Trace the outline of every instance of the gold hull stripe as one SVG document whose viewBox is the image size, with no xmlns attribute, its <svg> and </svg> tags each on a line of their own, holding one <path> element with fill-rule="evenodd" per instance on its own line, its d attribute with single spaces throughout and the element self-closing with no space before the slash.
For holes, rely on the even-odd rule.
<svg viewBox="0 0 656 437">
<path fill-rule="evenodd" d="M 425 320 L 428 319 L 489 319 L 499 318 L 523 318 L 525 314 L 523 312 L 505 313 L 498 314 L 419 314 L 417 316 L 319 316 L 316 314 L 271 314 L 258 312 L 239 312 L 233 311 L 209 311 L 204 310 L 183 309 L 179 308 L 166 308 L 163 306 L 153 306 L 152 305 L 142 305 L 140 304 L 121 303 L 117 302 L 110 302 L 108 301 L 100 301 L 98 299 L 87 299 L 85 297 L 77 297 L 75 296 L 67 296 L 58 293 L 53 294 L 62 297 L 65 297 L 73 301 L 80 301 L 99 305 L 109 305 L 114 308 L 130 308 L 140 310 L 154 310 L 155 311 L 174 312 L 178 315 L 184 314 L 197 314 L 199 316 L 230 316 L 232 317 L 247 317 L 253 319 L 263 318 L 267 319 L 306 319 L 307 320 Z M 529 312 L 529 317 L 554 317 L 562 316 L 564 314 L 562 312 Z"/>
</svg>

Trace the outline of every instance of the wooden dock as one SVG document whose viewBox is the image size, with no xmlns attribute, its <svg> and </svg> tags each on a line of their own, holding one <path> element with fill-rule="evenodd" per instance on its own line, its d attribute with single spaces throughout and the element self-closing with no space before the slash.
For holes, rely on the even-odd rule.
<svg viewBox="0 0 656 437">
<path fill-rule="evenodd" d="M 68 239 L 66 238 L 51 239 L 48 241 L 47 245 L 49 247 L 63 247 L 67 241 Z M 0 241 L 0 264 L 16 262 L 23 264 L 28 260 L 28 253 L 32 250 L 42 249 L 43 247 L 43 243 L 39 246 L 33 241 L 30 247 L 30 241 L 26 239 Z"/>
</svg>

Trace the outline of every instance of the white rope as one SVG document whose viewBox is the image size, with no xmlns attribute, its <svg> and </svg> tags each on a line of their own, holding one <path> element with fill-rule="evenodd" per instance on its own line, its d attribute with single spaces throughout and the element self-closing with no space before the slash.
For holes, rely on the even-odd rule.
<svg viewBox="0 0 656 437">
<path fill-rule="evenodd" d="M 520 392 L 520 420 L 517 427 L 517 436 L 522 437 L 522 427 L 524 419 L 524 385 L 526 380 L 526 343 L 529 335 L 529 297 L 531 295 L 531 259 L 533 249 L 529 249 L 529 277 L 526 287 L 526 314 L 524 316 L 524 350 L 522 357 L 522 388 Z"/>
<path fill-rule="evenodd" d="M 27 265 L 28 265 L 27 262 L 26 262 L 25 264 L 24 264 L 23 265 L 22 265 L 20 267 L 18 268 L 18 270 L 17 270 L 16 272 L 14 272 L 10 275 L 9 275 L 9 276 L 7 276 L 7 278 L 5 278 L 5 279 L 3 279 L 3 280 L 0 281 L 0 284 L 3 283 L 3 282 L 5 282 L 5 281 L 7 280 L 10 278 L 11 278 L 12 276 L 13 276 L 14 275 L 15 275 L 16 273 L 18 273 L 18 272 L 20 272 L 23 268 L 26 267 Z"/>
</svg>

### What to do
Reproduce all of the items above verbatim, keeping every line as it appears.

### Solution to the problem
Trace the outline of every instance of the gold hull stripe as one SVG document whose viewBox is the image size, with no xmlns attribute, its <svg> and </svg> tags each on a line of their own, holding one <path> element with fill-rule="evenodd" per instance on its own line, its d attribute with single spaces throughout and the element self-closing with no space before the slash.
For holes, rely on the even-odd rule.
<svg viewBox="0 0 656 437">
<path fill-rule="evenodd" d="M 425 320 L 428 319 L 489 319 L 499 318 L 523 318 L 525 314 L 523 312 L 505 313 L 498 314 L 419 314 L 417 316 L 319 316 L 316 314 L 271 314 L 258 312 L 239 312 L 233 311 L 209 311 L 204 310 L 183 309 L 179 308 L 166 308 L 163 306 L 153 306 L 152 305 L 142 305 L 140 304 L 121 303 L 117 302 L 110 302 L 108 301 L 100 301 L 98 299 L 87 299 L 85 297 L 77 297 L 75 296 L 67 296 L 58 293 L 53 294 L 62 297 L 65 297 L 73 301 L 80 301 L 99 305 L 109 305 L 114 308 L 130 308 L 140 310 L 154 310 L 155 311 L 174 312 L 178 315 L 184 314 L 197 314 L 199 316 L 230 316 L 232 317 L 247 317 L 253 319 L 263 318 L 267 319 L 306 319 L 307 320 Z M 529 312 L 529 317 L 554 317 L 562 316 L 564 314 L 562 312 Z"/>
</svg>

Trace the outline of every instance of the wooden dock as one SVG document whose viewBox is the image size, with no xmlns attribute, its <svg> and </svg> tags each on a line of their own, holding one <path> element with fill-rule="evenodd" per instance on its own line, its d attribute with single spaces throughout and the element self-closing with no space before the slash.
For holes, rely on the even-odd rule.
<svg viewBox="0 0 656 437">
<path fill-rule="evenodd" d="M 68 239 L 66 238 L 51 239 L 48 241 L 47 245 L 49 247 L 63 247 L 67 241 Z M 0 241 L 0 264 L 16 262 L 23 264 L 28 260 L 28 253 L 32 250 L 42 249 L 43 247 L 43 243 L 39 246 L 33 241 L 30 247 L 30 241 L 26 239 Z"/>
</svg>

Trace the outline of every instance of the white rope as one SVG document whose viewBox is the image size, with no xmlns attribute, its <svg> and </svg> tags each on a line of their own, holding one <path> element with fill-rule="evenodd" per instance on its own line, its d attribute with single spaces throughout and the element self-closing with no space before the slash.
For holes, rely on the even-odd rule.
<svg viewBox="0 0 656 437">
<path fill-rule="evenodd" d="M 520 392 L 520 420 L 517 427 L 517 436 L 522 437 L 522 427 L 524 419 L 524 385 L 526 380 L 526 343 L 529 335 L 529 297 L 531 295 L 531 259 L 533 249 L 529 249 L 529 277 L 526 287 L 526 314 L 524 316 L 524 350 L 522 357 L 522 388 Z"/>
<path fill-rule="evenodd" d="M 27 265 L 28 265 L 27 262 L 26 262 L 25 264 L 24 264 L 23 265 L 22 265 L 20 267 L 18 268 L 18 270 L 17 270 L 16 272 L 14 272 L 10 275 L 9 275 L 9 276 L 7 276 L 7 278 L 5 278 L 5 279 L 3 279 L 3 280 L 0 281 L 0 284 L 3 283 L 3 282 L 5 282 L 5 281 L 7 280 L 10 278 L 11 278 L 12 276 L 13 276 L 14 275 L 15 275 L 16 273 L 18 273 L 18 272 L 20 272 L 23 268 L 26 267 Z"/>
</svg>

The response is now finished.